• Stated goal: Pick out every line of the entries below that contains the string "stone", and copy each one. Case counts.

• Annotated coordinate entries:
## Start
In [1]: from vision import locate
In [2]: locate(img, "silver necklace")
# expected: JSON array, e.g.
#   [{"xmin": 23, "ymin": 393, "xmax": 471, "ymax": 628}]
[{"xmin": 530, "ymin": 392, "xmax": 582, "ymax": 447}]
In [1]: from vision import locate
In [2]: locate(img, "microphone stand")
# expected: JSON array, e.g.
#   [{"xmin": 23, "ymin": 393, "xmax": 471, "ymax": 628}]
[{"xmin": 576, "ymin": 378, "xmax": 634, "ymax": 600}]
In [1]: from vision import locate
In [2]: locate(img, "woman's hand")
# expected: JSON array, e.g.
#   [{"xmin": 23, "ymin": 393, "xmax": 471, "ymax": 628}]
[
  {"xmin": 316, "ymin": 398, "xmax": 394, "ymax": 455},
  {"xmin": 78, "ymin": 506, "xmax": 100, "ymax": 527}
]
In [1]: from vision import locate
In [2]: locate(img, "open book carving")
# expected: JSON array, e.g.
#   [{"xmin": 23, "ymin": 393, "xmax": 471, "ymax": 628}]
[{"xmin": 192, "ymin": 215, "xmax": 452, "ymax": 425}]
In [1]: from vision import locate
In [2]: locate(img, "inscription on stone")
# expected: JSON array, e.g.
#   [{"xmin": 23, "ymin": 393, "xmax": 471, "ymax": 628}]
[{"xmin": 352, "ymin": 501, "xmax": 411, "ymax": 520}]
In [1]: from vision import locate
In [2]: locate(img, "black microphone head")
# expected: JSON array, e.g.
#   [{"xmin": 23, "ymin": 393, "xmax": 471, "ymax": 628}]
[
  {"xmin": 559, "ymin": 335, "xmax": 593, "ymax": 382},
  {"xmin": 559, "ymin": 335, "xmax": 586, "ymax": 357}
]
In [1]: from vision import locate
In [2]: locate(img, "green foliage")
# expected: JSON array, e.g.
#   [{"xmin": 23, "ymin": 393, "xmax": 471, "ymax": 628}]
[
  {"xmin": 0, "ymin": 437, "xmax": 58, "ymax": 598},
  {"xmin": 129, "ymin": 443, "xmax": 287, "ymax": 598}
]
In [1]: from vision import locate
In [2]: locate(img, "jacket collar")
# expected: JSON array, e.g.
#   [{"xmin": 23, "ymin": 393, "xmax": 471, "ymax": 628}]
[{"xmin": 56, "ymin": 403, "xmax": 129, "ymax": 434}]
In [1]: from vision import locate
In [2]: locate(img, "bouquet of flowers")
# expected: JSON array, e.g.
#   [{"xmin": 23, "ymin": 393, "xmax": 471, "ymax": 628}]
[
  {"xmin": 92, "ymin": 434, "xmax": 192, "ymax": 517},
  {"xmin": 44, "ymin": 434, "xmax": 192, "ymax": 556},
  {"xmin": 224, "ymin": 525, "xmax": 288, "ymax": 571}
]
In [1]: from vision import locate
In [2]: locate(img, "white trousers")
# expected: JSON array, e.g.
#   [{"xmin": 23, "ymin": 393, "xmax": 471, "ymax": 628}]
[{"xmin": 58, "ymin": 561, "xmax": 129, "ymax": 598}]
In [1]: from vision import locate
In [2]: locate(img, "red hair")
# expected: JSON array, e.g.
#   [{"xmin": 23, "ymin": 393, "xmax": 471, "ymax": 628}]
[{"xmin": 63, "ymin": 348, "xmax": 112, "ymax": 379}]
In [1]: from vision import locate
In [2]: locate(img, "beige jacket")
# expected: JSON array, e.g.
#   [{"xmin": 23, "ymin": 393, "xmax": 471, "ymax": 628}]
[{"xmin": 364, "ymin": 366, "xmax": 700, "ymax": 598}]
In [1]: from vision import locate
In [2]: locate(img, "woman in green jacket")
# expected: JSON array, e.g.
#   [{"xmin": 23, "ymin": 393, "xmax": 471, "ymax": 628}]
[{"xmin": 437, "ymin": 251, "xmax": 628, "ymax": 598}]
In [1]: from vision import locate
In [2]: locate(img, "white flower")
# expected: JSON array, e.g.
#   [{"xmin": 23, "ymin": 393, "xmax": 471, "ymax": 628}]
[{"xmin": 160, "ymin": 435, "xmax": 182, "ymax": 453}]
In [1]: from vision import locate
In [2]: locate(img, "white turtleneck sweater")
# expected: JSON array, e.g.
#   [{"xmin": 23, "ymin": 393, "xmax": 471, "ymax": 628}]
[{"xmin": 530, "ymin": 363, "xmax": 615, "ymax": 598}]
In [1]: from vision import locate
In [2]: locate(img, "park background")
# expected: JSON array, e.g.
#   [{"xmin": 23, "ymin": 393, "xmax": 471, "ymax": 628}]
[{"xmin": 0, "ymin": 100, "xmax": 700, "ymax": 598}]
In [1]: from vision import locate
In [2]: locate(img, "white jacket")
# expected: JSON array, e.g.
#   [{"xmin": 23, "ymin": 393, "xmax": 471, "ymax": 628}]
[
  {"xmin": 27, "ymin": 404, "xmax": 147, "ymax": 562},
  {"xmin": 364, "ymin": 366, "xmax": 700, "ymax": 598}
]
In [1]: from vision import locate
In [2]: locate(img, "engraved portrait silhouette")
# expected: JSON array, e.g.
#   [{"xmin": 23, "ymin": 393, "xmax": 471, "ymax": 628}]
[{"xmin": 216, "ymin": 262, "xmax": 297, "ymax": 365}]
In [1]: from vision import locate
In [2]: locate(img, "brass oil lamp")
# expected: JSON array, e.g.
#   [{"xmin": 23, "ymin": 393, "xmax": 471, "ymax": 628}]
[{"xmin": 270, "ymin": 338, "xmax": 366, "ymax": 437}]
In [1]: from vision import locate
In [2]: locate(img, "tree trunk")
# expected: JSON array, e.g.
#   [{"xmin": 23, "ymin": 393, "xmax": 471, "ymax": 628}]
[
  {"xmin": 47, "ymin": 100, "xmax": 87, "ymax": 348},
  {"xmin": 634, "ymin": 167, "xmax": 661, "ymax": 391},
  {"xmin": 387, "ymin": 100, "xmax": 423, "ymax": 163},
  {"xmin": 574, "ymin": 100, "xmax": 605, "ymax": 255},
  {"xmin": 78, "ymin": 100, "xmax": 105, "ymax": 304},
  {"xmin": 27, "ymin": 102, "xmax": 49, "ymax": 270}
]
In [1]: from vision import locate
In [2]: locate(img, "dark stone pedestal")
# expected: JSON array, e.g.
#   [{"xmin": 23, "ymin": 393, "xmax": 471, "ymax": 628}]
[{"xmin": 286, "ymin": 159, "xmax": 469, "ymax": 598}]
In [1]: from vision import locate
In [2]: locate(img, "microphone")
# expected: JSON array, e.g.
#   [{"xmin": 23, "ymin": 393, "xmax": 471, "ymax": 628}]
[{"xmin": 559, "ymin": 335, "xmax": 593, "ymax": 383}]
## End
• Result of the task:
In [2]: locate(img, "inscription on stone")
In [2]: locate(img, "dark stone pedestal")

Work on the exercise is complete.